### STATED GOAL
Copy the line with "Crossing-audit request: pin the pool" and all lines following it through the last line of the entries, exactly as written.

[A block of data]
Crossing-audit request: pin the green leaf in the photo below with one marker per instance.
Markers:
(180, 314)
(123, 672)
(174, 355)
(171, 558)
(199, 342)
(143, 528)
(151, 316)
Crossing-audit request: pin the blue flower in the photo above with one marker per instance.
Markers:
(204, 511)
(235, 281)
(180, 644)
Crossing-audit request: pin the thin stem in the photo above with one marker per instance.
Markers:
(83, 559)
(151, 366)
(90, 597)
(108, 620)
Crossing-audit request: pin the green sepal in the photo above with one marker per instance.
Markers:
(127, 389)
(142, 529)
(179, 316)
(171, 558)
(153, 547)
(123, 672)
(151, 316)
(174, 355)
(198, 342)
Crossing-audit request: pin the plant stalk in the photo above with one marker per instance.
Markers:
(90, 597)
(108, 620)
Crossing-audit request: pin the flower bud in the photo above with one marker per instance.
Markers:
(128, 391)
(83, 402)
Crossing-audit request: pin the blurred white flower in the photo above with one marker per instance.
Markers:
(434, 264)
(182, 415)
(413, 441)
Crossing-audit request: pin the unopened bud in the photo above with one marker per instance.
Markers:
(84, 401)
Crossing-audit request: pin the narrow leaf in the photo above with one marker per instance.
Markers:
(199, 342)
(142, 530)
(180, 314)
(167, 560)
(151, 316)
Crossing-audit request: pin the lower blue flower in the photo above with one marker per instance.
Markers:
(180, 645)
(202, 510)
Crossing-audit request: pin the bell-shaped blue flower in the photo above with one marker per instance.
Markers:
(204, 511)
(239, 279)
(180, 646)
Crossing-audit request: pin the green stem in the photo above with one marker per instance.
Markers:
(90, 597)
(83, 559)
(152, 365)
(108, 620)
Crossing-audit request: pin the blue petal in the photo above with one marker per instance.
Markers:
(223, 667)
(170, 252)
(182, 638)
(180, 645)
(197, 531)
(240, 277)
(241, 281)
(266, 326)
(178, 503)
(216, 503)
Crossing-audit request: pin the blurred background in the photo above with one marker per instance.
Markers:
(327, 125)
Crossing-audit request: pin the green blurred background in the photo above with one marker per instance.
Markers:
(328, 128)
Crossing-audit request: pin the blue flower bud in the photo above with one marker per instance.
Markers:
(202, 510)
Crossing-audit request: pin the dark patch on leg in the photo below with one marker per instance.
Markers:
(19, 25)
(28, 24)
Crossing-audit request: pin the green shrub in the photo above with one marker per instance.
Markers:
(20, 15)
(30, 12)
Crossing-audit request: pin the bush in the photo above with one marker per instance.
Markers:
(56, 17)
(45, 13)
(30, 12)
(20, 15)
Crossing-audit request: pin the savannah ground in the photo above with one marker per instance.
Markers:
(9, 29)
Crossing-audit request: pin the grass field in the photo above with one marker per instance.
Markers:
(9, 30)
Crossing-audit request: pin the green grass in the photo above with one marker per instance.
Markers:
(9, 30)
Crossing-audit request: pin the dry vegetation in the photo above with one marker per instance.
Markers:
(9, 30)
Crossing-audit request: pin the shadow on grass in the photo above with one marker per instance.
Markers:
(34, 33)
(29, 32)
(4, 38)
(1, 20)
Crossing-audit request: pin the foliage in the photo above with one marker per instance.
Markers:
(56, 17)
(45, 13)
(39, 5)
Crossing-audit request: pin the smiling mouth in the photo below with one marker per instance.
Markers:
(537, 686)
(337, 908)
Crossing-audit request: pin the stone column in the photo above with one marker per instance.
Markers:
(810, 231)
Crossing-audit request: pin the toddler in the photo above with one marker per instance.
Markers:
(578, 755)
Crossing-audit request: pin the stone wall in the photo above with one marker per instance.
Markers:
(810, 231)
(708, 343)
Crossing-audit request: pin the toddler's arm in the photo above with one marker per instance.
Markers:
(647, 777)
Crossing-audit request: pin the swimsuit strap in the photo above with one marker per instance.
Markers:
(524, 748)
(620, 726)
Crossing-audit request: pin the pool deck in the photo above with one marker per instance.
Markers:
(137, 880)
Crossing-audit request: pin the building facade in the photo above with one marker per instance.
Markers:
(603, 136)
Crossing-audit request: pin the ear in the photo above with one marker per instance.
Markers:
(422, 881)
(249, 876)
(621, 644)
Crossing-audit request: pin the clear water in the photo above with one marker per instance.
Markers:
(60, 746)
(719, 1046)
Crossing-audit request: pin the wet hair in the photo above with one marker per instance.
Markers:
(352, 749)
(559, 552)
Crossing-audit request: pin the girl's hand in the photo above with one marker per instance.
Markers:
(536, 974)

### FULL ANSWER
Crossing-audit request: pin the pool deck in the photo above with one marker per instance.
Markers:
(137, 880)
Crossing-audit request: pin the building facade in the photo above with one marker per instance.
Markers:
(603, 136)
Crossing-audit request: pin the ear in the photo above with one marker per instance.
Markers:
(422, 881)
(249, 876)
(621, 644)
Crossing-audit request: pin the clear water in the photo above with one marker per instance.
Markers:
(60, 746)
(719, 1046)
Crossing-audit request: pin the wet hair in the photo above with one marker per instance.
Markers:
(352, 749)
(559, 552)
Crossing-audit request: pin the girl's hand in the photo above with one marker per instance.
Markers:
(536, 974)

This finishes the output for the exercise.